***** Records to process *****

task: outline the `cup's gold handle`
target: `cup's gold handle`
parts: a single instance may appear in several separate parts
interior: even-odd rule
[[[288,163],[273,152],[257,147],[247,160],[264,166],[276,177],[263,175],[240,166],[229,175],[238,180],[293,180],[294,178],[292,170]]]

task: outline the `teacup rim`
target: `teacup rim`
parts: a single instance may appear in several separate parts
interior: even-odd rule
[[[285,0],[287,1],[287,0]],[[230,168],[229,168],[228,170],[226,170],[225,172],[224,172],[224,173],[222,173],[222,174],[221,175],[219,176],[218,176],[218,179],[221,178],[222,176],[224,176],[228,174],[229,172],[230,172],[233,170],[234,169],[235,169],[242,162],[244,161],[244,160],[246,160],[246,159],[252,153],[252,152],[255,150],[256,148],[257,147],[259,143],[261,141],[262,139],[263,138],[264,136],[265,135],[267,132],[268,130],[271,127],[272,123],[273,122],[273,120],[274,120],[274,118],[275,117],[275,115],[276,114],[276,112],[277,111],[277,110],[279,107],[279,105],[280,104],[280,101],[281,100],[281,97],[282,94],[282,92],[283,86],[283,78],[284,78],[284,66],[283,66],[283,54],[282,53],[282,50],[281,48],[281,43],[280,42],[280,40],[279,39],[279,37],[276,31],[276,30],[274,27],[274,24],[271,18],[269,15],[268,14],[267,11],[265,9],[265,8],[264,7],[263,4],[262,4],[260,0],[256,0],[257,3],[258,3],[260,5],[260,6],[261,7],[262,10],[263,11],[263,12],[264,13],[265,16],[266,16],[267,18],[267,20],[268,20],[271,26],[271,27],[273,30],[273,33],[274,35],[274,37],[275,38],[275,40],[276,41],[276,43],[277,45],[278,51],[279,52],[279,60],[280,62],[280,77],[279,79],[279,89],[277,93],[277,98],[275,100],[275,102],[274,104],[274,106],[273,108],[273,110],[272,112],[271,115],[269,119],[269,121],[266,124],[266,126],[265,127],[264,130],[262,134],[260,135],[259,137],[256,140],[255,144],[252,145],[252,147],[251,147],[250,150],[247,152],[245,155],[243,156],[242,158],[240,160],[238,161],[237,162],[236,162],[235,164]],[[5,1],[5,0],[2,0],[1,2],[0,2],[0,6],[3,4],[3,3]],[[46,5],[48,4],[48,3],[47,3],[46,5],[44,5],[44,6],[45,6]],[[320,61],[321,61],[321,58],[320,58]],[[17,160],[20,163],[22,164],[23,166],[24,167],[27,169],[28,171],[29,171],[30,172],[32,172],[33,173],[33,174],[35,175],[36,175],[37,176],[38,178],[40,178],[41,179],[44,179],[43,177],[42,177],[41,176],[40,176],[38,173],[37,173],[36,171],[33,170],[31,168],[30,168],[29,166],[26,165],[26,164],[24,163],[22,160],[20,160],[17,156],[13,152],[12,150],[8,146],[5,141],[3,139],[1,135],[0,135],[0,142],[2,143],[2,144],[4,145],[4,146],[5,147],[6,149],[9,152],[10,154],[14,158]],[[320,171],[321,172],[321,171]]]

*****

▶ [What you have to do]
Output the whole listing above again, word for word.

▶ [Finished exercise]
task: outline the `cup's gold handle`
target: `cup's gold handle`
parts: a single instance may appear in several separate parts
interior: even-odd rule
[[[288,163],[273,152],[257,147],[247,160],[264,166],[276,177],[263,175],[240,166],[229,175],[238,180],[293,180],[294,178],[292,170]]]

task: outline the `teacup rim`
target: `teacup rim`
parts: a single instance may appear in several separate parts
interior: even-odd rule
[[[285,0],[287,1],[287,0]],[[230,168],[229,168],[228,170],[226,170],[225,172],[224,172],[224,173],[222,173],[222,174],[221,175],[219,176],[218,176],[218,179],[221,178],[222,176],[224,176],[228,174],[229,172],[230,172],[233,170],[234,169],[235,169],[242,162],[244,161],[244,160],[246,160],[246,159],[252,153],[252,152],[255,150],[256,148],[257,147],[259,143],[261,141],[262,139],[263,138],[264,136],[265,135],[267,132],[268,130],[271,127],[272,123],[273,122],[273,120],[274,120],[274,118],[275,117],[275,115],[276,114],[276,112],[277,111],[277,110],[279,107],[279,105],[280,104],[280,101],[281,100],[281,97],[282,94],[282,92],[283,86],[283,78],[284,78],[284,66],[283,66],[283,54],[282,53],[282,50],[281,48],[281,43],[280,42],[280,40],[279,39],[279,37],[276,31],[276,30],[274,27],[274,24],[271,18],[269,15],[268,14],[267,11],[265,9],[265,8],[264,7],[263,4],[262,4],[260,0],[256,0],[257,3],[258,3],[260,5],[260,6],[261,7],[262,10],[263,11],[263,12],[264,13],[265,16],[266,16],[267,18],[267,20],[268,20],[271,26],[271,27],[273,30],[273,33],[274,35],[274,37],[275,38],[275,40],[276,41],[276,43],[277,45],[278,51],[279,52],[279,60],[280,62],[280,77],[279,79],[279,89],[277,93],[277,98],[275,100],[275,102],[274,104],[274,106],[273,108],[273,110],[272,112],[271,115],[269,119],[269,121],[266,124],[266,126],[265,127],[264,130],[262,134],[260,135],[259,137],[256,140],[255,144],[252,145],[252,147],[251,147],[250,150],[247,152],[245,155],[243,156],[242,158],[240,160],[238,161],[237,162],[236,162],[235,164]],[[5,1],[5,0],[2,0],[1,2],[0,2],[0,6],[3,4],[3,3]],[[46,5],[48,4],[48,3],[47,3],[46,5],[44,5],[44,6],[45,6]],[[320,61],[321,61],[321,58],[320,58]],[[17,160],[20,163],[22,164],[23,166],[24,167],[27,169],[28,171],[29,171],[30,172],[32,172],[33,173],[33,174],[35,175],[36,175],[37,176],[38,178],[40,178],[41,179],[44,179],[43,177],[42,177],[41,176],[40,176],[38,173],[37,173],[36,171],[33,170],[31,168],[30,168],[29,166],[26,165],[26,164],[24,163],[22,160],[20,160],[17,156],[13,152],[12,150],[8,146],[5,141],[3,139],[1,135],[0,135],[0,142],[2,143],[2,144],[4,145],[4,146],[5,147],[6,149],[9,152],[10,154],[14,158]],[[320,171],[321,172],[321,171]]]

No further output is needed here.